» **Problem**:
Put the data from the line containing "Could you please outline every instance of the <item>red" through the line containing "[[[126,304],[230,353],[332,315],[322,98],[125,71]]]" into a two-column CSV with the headers instruction and output. Use one row for each exchange, quote every field, and replace line breaks with spaces.

» **Stored data**:
○ ○ ○ ○ ○
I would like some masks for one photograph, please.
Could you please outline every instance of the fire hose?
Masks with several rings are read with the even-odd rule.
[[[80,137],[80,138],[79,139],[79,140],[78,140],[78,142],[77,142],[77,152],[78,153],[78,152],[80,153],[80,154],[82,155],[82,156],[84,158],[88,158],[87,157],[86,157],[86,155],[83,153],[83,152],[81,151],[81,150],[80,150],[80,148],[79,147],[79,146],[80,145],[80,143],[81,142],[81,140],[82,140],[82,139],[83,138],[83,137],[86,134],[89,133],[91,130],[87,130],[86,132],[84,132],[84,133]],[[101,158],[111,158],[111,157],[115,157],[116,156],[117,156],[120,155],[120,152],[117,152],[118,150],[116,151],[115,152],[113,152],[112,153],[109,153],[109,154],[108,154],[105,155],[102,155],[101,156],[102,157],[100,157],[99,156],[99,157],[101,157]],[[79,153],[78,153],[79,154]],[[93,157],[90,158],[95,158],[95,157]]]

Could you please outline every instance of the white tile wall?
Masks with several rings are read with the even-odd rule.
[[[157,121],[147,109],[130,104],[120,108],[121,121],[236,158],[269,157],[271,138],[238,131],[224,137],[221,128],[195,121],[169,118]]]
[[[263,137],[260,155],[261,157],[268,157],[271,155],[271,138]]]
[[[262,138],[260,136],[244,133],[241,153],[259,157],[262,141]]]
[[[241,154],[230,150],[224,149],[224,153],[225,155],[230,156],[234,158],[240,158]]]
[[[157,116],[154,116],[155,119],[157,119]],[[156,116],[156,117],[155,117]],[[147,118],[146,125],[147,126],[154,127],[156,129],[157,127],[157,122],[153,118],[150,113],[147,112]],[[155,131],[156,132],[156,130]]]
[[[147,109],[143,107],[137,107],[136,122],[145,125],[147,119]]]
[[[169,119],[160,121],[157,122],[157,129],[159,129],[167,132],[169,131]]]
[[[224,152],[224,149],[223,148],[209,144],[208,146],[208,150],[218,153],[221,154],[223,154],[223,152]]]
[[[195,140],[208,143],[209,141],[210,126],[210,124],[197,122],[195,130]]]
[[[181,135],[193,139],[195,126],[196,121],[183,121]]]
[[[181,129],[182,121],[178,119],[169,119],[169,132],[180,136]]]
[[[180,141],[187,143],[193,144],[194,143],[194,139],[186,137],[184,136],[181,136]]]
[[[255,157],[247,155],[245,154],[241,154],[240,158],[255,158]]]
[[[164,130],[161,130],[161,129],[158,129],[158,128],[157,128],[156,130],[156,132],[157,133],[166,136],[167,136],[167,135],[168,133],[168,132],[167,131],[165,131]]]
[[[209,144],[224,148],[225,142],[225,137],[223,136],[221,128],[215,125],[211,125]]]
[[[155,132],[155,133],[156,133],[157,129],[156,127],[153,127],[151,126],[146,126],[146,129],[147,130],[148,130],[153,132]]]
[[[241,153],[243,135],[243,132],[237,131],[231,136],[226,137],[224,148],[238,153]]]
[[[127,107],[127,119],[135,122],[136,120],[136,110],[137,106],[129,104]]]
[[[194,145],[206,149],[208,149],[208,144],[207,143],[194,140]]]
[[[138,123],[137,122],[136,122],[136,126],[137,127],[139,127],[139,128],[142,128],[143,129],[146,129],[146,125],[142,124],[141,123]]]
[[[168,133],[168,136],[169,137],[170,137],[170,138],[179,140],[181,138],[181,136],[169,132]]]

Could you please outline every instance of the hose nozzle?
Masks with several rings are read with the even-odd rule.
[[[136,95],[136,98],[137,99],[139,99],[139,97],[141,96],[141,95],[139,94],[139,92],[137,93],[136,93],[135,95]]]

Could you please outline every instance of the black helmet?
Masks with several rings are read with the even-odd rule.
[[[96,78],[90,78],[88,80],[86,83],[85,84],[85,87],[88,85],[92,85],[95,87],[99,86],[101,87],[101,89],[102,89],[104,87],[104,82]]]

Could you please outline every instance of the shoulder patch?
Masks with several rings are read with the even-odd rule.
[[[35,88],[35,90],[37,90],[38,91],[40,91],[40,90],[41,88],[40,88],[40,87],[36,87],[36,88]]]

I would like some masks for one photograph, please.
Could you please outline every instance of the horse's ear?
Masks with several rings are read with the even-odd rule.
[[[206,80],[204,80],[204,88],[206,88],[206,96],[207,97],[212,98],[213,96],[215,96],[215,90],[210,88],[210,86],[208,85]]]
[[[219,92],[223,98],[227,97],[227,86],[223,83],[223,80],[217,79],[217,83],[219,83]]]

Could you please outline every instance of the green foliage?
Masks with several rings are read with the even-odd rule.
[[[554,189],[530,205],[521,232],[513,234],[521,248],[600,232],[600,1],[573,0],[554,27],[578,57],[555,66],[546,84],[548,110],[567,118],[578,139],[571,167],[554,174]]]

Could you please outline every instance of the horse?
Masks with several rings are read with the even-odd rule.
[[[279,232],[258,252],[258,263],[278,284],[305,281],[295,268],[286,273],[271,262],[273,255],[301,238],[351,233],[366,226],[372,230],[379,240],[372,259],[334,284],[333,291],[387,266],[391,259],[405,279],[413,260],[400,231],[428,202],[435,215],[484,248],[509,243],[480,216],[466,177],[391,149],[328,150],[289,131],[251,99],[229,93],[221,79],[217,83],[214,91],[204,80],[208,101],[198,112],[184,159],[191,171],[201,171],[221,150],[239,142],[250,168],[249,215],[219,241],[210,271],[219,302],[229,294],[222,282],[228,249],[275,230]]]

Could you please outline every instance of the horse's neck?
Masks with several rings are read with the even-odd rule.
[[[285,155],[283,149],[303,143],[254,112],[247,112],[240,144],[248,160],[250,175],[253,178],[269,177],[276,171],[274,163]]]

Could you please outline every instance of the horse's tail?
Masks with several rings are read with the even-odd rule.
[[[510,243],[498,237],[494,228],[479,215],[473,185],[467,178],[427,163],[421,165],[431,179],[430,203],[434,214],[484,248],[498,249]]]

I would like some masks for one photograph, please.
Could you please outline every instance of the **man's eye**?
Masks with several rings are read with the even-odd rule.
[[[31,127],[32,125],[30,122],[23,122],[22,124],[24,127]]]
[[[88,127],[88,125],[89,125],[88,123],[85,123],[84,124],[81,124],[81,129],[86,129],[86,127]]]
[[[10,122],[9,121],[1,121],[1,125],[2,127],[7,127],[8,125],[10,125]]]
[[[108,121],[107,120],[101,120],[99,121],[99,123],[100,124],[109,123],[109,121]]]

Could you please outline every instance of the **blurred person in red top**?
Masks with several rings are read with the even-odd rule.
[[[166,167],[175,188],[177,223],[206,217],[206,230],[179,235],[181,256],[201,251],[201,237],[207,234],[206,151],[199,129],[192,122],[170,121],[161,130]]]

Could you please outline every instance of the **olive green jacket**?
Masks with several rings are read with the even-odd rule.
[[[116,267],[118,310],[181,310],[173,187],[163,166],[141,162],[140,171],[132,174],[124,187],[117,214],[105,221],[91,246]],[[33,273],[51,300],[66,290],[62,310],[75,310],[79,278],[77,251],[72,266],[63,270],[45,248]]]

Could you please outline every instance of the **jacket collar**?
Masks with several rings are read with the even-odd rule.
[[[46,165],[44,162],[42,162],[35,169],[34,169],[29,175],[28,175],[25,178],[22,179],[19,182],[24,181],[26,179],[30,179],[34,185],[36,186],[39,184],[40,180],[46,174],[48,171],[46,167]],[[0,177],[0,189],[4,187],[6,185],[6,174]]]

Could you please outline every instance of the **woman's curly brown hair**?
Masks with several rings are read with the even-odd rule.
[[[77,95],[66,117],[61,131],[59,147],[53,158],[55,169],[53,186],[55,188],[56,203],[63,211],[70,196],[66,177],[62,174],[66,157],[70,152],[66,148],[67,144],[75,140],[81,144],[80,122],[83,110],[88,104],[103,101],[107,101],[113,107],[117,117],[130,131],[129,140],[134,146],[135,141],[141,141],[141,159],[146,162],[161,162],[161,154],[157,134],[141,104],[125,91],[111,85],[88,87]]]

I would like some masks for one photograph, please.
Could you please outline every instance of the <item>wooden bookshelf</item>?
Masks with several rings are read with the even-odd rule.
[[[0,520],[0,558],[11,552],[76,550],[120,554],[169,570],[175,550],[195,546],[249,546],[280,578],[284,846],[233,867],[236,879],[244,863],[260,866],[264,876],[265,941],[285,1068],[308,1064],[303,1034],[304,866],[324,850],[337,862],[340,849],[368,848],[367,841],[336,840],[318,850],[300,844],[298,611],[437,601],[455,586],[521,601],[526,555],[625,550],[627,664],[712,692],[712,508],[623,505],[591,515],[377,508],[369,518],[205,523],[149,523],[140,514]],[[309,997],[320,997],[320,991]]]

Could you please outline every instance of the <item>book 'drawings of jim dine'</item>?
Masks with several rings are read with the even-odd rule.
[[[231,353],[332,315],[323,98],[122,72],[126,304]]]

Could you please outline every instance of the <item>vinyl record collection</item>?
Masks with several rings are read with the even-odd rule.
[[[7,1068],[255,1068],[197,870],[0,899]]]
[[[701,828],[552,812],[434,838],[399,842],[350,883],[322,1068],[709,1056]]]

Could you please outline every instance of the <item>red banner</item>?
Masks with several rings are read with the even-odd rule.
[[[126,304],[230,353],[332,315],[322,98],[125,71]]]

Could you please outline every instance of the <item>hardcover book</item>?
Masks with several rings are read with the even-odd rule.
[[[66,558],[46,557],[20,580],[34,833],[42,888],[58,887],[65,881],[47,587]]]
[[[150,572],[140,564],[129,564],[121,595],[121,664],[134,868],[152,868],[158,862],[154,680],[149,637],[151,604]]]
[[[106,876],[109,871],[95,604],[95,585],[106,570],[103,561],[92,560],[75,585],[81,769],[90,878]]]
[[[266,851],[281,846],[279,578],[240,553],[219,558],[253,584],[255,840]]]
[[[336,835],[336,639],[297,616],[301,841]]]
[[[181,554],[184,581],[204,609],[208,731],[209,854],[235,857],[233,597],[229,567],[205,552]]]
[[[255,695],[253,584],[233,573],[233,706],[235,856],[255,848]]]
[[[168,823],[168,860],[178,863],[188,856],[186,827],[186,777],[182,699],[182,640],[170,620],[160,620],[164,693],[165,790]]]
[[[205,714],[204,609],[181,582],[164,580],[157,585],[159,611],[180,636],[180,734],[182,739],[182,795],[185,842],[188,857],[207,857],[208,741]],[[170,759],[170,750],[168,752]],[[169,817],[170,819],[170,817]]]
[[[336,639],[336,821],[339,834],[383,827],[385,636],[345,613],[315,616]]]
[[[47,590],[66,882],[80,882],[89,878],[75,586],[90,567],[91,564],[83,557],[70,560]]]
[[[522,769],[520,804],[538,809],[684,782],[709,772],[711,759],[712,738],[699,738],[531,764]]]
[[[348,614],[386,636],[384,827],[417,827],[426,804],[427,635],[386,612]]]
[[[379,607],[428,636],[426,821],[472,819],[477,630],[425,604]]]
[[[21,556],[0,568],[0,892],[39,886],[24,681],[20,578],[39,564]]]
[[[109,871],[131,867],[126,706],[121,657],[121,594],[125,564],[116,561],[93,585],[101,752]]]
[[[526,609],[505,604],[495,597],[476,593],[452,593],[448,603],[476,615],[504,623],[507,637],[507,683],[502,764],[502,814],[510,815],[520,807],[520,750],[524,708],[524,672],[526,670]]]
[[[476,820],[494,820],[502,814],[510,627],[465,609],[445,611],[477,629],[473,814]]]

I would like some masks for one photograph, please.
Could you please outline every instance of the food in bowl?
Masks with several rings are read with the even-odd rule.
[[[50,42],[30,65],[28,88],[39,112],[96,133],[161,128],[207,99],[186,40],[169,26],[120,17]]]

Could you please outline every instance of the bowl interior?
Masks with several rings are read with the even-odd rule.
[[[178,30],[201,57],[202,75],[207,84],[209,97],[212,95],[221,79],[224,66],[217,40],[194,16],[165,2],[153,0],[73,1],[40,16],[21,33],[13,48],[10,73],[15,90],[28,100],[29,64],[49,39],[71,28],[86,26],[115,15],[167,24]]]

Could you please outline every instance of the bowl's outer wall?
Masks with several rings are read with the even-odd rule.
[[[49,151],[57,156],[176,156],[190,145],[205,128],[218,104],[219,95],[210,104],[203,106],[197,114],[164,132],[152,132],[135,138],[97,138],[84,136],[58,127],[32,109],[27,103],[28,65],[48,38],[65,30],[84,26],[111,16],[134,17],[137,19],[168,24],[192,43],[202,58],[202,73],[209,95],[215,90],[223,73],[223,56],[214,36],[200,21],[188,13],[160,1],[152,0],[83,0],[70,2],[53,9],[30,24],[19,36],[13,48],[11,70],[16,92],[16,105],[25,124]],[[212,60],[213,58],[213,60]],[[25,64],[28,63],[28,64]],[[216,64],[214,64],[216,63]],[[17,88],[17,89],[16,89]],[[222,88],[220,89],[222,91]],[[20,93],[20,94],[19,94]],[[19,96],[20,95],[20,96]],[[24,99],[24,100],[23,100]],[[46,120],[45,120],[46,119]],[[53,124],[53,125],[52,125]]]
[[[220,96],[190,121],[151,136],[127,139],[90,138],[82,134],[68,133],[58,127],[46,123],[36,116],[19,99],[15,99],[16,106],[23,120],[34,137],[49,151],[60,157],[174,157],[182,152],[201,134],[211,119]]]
○ ○ ○ ○ ○
» **Answer to the exercise**:
instruction,output
"Could you please outline every instance of the <item>red banner</item>? Masks with several rings are read with the even-odd rule.","[[[126,304],[230,353],[332,315],[322,98],[125,71]]]"